**Work order**
Put every line of the records below into a numbered list, one line per item, with blank lines left out.

------------------------------------------------------------------------

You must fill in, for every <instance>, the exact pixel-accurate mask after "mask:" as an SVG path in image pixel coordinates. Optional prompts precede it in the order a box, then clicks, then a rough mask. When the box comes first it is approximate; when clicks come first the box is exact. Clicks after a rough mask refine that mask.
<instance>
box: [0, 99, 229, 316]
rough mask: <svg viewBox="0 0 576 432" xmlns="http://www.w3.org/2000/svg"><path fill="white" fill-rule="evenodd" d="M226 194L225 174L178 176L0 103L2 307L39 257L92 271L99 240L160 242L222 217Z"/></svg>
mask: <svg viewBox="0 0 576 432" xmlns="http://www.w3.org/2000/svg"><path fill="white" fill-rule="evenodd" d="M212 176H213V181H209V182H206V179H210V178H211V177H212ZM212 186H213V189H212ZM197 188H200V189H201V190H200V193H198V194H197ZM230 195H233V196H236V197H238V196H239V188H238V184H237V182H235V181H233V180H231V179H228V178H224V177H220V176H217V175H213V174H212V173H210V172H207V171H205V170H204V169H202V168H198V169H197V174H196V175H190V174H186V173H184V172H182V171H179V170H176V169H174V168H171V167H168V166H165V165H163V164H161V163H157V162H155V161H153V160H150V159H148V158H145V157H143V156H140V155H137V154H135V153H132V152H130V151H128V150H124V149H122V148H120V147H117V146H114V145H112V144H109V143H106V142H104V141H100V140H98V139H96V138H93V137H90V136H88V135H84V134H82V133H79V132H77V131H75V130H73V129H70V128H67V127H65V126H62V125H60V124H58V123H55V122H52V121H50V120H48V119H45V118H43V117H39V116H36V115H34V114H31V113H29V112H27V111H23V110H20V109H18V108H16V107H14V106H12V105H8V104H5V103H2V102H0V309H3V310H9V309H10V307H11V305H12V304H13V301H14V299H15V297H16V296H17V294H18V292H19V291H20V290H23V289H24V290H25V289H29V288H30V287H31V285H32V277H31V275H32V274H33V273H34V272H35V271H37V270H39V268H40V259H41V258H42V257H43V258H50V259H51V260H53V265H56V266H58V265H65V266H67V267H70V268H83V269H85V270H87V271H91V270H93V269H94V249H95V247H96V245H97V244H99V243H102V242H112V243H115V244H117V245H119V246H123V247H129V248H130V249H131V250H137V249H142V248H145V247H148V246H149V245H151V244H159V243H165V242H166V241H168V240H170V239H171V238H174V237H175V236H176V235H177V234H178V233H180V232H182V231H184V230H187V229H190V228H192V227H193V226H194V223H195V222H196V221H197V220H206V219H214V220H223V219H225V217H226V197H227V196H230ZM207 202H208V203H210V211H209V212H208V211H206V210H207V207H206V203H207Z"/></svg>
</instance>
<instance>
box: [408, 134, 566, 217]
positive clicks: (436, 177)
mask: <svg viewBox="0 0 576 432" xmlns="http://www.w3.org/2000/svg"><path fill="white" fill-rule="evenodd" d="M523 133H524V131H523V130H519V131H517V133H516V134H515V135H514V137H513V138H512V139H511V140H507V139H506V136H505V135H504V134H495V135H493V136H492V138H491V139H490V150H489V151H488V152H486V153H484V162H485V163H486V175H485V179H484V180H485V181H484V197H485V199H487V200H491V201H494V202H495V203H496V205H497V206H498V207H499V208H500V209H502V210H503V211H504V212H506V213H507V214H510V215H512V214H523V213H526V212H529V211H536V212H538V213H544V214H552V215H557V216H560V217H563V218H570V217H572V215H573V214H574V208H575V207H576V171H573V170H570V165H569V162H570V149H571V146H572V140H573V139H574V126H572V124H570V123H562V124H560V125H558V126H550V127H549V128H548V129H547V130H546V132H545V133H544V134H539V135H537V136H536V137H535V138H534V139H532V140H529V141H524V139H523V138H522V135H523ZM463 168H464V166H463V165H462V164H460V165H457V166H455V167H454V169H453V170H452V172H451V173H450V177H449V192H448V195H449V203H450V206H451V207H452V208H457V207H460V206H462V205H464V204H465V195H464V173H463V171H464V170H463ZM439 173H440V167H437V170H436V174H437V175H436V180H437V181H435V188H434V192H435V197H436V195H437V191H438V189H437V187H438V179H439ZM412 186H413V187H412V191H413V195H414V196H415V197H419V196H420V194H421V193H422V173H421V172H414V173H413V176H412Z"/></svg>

------------------------------------------------------------------------

**Response to this task**
1. You must fill in, for every <instance>, the exact pixel-accurate mask after "mask:" as an SVG path in image pixel coordinates. Optional prompts precede it in the order a box, then clicks, then a rough mask. When the box comes first it is approximate; when clicks come first the box is exact. Clicks after a rough mask refine that mask.
2. <instance>
3. box: [0, 99, 229, 316]
4. rough mask: <svg viewBox="0 0 576 432" xmlns="http://www.w3.org/2000/svg"><path fill="white" fill-rule="evenodd" d="M226 194L225 174L178 176L0 103L2 307L39 257L92 271L99 240L160 242L222 217Z"/></svg>
5. mask: <svg viewBox="0 0 576 432" xmlns="http://www.w3.org/2000/svg"><path fill="white" fill-rule="evenodd" d="M212 176H213V181H209V182H206V179H210V178H211V177H212ZM212 186H213V189H212ZM197 188H200V189H201V190H200V193H198V194H197ZM230 195H233V196H236V197H238V196H239V188H238V184H237V182H235V181H233V180H231V179H228V178H224V177H220V176H217V175H213V174H212V173H210V172H207V171H205V170H204V169H202V168H198V169H197V174H196V175H190V174H186V173H184V172H182V171H179V170H176V169H174V168H171V167H168V166H165V165H163V164H161V163H157V162H155V161H153V160H150V159H148V158H145V157H143V156H140V155H137V154H135V153H132V152H130V151H128V150H124V149H122V148H120V147H117V146H114V145H112V144H109V143H106V142H104V141H100V140H98V139H96V138H93V137H90V136H88V135H84V134H82V133H79V132H77V131H75V130H73V129H70V128H67V127H65V126H62V125H60V124H58V123H55V122H52V121H50V120H48V119H45V118H43V117H39V116H36V115H34V114H31V113H29V112H27V111H23V110H20V109H18V108H16V107H14V106H12V105H8V104H5V103H2V102H0V309H3V310H9V309H10V307H11V305H12V304H13V301H14V299H15V297H16V296H17V294H18V292H19V291H20V290H23V289H24V290H25V289H29V288H30V287H31V285H32V277H31V275H32V274H33V273H34V272H35V271H37V270H39V268H40V259H41V258H42V257H43V258H50V259H51V260H53V265H56V266H58V265H65V266H67V267H70V268H83V269H85V270H87V271H91V270H93V269H94V249H95V247H96V245H97V244H99V243H102V242H112V243H115V244H117V245H119V246H123V247H129V248H130V249H131V250H137V249H142V248H145V247H148V246H149V245H151V244H159V243H165V242H166V241H168V240H170V239H171V238H174V237H175V236H176V235H177V234H178V233H180V232H182V231H184V230H187V229H190V228H192V227H193V226H194V223H195V222H196V221H197V220H206V219H214V220H223V219H225V217H226V197H227V196H230ZM207 202H208V203H210V211H209V212H208V211H206V210H207V207H206V203H207Z"/></svg>
6. </instance>
7. <instance>
8. box: [408, 134, 566, 217]
9. positive clicks: (436, 177)
10. mask: <svg viewBox="0 0 576 432" xmlns="http://www.w3.org/2000/svg"><path fill="white" fill-rule="evenodd" d="M523 133H524V131H523V130H519V131H517V133H516V134H515V135H514V137H513V138H512V139H511V140H507V139H506V136H505V135H504V134H495V135H493V136H492V138H491V139H490V150H489V151H488V152H486V153H484V162H485V163H486V175H485V179H484V180H485V181H484V197H485V199H487V200H491V201H494V202H495V203H496V205H497V206H498V207H499V208H500V209H502V210H503V211H504V212H506V213H507V214H510V215H512V214H523V213H526V212H529V211H536V212H538V213H544V214H552V215H557V216H560V217H563V218H570V217H572V215H573V214H574V208H575V207H576V171H573V170H570V165H569V162H570V149H571V146H572V140H573V139H574V126H572V124H570V123H562V124H560V125H558V126H550V127H549V128H548V129H547V130H546V132H545V133H544V134H539V135H537V136H536V137H535V138H534V139H532V140H529V141H524V139H523V138H522V135H523ZM463 168H464V166H463V165H462V164H460V165H457V166H455V167H454V169H453V170H452V172H451V173H450V177H449V192H448V195H449V203H450V206H451V207H452V208H457V207H460V206H462V205H464V204H465V195H464V173H463V171H464V170H463ZM439 173H440V167H437V170H436V174H437V175H436V180H437V181H435V188H434V192H435V197H436V195H437V191H438V189H437V187H438V179H439ZM412 186H413V187H412V191H413V195H414V196H415V197H419V196H420V194H421V193H422V173H421V172H414V173H413V176H412Z"/></svg>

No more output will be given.